[Opening RECORDS FOR THE TASK section]

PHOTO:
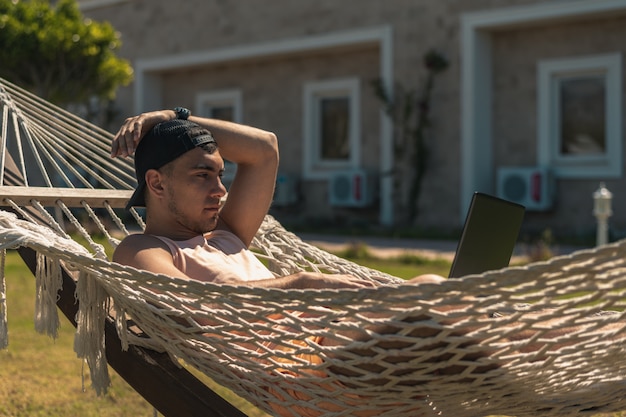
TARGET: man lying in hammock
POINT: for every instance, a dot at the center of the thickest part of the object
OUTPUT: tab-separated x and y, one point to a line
189	234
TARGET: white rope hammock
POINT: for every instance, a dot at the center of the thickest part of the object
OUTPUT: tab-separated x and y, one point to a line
545	339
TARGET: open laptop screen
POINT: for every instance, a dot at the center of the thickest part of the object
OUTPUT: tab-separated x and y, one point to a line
489	235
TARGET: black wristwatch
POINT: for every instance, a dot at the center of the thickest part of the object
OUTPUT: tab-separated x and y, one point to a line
182	113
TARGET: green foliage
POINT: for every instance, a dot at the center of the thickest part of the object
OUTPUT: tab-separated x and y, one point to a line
58	54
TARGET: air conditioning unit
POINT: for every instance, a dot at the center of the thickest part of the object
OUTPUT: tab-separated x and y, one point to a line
532	187
286	191
353	188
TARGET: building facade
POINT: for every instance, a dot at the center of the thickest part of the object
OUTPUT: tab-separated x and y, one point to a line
529	108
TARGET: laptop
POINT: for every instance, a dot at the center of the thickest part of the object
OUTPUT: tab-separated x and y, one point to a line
489	235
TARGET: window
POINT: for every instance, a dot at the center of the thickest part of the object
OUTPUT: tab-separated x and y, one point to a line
223	105
331	127
579	129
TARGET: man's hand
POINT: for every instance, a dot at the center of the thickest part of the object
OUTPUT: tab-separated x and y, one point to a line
134	128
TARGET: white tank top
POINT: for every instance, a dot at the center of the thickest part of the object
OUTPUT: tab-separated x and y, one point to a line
219	256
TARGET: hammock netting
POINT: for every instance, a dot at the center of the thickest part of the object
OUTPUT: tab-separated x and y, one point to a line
542	339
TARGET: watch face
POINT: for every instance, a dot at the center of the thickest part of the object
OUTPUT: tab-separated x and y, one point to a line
182	113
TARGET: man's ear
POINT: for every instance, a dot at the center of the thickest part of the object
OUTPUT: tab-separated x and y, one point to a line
154	182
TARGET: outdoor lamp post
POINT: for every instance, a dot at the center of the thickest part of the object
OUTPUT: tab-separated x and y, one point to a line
602	211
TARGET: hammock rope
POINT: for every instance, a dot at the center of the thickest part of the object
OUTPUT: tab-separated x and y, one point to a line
546	338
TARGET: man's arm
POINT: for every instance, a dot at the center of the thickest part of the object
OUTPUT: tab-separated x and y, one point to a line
255	152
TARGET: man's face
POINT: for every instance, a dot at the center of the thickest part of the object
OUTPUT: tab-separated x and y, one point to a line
194	190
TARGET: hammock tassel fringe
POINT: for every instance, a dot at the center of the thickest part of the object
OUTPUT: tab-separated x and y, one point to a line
89	339
4	333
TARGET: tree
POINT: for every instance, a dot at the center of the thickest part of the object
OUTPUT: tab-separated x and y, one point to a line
409	111
59	55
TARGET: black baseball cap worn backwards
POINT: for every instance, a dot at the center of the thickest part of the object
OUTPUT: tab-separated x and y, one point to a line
162	144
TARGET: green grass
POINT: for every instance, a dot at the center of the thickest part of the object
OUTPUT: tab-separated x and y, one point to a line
43	377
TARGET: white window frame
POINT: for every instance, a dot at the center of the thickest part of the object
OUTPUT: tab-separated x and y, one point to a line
222	98
314	166
550	72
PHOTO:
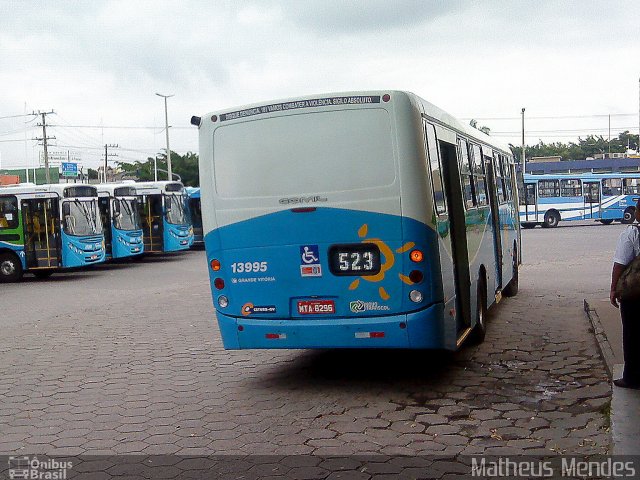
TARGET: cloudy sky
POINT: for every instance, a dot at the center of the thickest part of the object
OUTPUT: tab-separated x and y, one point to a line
574	65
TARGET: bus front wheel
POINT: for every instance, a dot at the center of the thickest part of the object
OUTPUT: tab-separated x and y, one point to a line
511	290
551	219
10	268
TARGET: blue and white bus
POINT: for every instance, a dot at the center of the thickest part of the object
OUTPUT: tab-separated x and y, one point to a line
121	220
605	197
366	219
165	221
47	228
195	213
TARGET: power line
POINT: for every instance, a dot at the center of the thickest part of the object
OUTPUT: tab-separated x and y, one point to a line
121	127
554	117
19	116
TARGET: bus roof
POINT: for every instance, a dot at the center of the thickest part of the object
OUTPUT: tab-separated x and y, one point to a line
582	176
157	187
354	99
30	188
193	192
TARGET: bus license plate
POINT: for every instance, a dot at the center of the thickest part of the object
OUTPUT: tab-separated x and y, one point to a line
316	307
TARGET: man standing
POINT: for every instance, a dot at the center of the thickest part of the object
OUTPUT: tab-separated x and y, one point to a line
628	248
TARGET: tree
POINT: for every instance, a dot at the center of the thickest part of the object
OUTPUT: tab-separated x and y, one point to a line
584	148
184	165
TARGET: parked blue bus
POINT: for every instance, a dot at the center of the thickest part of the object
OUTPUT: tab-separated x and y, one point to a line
121	220
605	197
195	213
165	220
47	228
366	219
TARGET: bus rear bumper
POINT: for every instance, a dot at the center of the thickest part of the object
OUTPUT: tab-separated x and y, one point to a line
418	330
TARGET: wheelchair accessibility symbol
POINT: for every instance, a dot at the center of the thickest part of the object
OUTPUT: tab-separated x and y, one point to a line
310	261
309	254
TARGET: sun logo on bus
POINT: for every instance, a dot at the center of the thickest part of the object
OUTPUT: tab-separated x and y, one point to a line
389	261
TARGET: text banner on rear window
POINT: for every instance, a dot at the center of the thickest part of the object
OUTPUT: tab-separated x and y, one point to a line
313	103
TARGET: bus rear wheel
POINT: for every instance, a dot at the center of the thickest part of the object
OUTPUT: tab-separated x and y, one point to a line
551	220
480	330
10	268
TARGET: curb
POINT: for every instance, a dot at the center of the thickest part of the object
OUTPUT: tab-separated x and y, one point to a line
601	339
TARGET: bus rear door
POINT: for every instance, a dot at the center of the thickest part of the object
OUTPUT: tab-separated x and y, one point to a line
591	199
490	167
40	217
530	202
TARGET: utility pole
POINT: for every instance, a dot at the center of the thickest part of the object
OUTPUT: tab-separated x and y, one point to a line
107	146
44	142
166	124
523	162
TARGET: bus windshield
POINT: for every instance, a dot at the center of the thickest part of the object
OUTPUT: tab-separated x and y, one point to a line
174	206
82	217
125	214
342	150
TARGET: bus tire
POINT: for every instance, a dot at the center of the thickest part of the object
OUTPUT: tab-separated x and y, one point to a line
511	290
551	219
10	268
480	329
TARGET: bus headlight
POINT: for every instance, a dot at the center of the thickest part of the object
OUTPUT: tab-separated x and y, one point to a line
416	296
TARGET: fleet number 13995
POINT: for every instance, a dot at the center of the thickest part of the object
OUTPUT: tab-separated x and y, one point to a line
248	267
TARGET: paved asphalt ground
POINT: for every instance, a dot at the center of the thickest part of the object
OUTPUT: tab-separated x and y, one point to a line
127	359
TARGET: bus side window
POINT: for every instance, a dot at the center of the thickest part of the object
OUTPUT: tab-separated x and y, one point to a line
570	188
548	188
479	176
8	212
465	174
631	186
436	170
611	186
508	178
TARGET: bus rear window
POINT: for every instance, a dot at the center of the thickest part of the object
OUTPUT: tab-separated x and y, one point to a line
305	153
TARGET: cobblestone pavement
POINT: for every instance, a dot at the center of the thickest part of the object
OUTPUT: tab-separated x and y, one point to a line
122	361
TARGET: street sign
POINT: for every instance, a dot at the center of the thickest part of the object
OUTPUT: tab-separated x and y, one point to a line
69	169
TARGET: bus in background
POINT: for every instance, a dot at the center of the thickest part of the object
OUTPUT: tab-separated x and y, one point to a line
47	228
121	220
605	197
164	218
195	213
366	219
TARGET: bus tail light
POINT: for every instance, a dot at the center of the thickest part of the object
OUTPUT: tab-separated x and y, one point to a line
276	336
416	256
416	296
416	276
369	334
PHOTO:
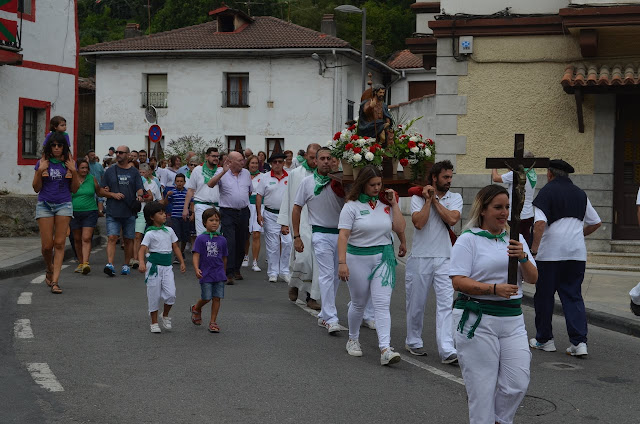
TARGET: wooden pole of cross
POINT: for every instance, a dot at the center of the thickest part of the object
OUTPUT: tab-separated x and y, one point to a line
519	165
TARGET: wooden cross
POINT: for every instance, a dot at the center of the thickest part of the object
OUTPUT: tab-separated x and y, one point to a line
518	163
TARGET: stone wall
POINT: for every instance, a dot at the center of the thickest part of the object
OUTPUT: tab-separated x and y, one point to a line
18	215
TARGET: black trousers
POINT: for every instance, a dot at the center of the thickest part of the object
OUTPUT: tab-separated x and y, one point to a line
235	229
565	277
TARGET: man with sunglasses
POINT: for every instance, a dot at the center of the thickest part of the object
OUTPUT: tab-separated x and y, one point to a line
204	197
124	185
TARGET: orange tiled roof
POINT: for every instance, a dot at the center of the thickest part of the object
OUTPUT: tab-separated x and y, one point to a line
265	32
581	75
404	59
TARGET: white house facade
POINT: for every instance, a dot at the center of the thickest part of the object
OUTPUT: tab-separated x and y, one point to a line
255	86
38	80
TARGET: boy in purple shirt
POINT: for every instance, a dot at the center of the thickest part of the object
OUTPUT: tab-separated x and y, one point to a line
210	262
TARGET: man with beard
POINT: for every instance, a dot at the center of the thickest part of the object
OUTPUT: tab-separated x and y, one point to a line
302	265
433	212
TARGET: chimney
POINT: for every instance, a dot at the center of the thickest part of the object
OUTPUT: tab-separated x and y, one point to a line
132	30
328	25
370	49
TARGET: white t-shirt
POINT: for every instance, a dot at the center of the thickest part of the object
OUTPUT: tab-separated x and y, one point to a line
324	209
529	191
433	240
564	239
159	241
272	189
202	192
484	260
369	227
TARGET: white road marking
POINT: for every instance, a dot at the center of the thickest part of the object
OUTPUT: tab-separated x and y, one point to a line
43	376
39	279
22	329
24	298
302	305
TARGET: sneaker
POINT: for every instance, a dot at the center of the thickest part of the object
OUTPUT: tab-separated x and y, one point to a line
389	357
369	323
333	328
451	359
353	348
418	351
166	322
549	346
108	269
580	350
293	294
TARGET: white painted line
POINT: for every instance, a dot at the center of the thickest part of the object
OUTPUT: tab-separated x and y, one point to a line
22	329
24	298
39	279
302	305
43	376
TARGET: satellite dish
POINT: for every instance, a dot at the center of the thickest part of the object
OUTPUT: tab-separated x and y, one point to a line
151	114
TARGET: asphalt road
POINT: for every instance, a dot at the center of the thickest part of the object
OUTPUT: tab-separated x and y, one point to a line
270	364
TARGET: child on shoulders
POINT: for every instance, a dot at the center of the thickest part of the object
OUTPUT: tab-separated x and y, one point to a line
159	241
210	262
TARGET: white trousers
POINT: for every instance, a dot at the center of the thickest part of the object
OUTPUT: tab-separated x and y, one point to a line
161	288
421	274
495	366
198	209
278	246
363	291
325	247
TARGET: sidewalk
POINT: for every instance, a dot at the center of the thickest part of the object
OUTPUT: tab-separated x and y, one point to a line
605	293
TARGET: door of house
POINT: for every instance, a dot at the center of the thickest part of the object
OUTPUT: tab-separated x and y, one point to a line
626	169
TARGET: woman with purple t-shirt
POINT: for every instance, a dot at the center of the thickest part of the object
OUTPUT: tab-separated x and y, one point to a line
54	209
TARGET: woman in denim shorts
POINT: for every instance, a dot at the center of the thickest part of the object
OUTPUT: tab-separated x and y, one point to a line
54	209
85	215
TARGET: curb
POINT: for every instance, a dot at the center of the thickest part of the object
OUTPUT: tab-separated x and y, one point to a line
34	265
598	318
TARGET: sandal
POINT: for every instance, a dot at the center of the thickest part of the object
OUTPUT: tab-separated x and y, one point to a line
48	277
196	318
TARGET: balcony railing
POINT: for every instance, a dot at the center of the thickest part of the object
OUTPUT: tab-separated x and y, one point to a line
156	99
235	99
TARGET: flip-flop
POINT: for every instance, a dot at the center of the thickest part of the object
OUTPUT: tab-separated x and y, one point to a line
196	318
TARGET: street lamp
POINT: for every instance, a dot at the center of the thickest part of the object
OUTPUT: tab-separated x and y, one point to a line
347	8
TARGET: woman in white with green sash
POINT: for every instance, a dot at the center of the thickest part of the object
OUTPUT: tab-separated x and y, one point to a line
366	257
490	336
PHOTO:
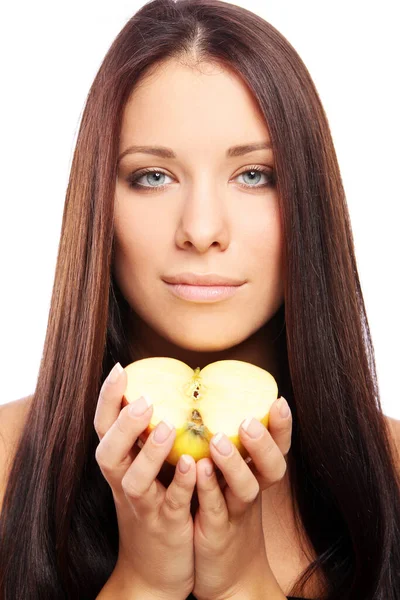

[Closing RECORDS FOR THE TASK section]

TASK DIRECTIONS =
Only the count is wanted. Count the lines of the data above that include the string "laptop".

SOLUTION TO THIS EXERCISE =
2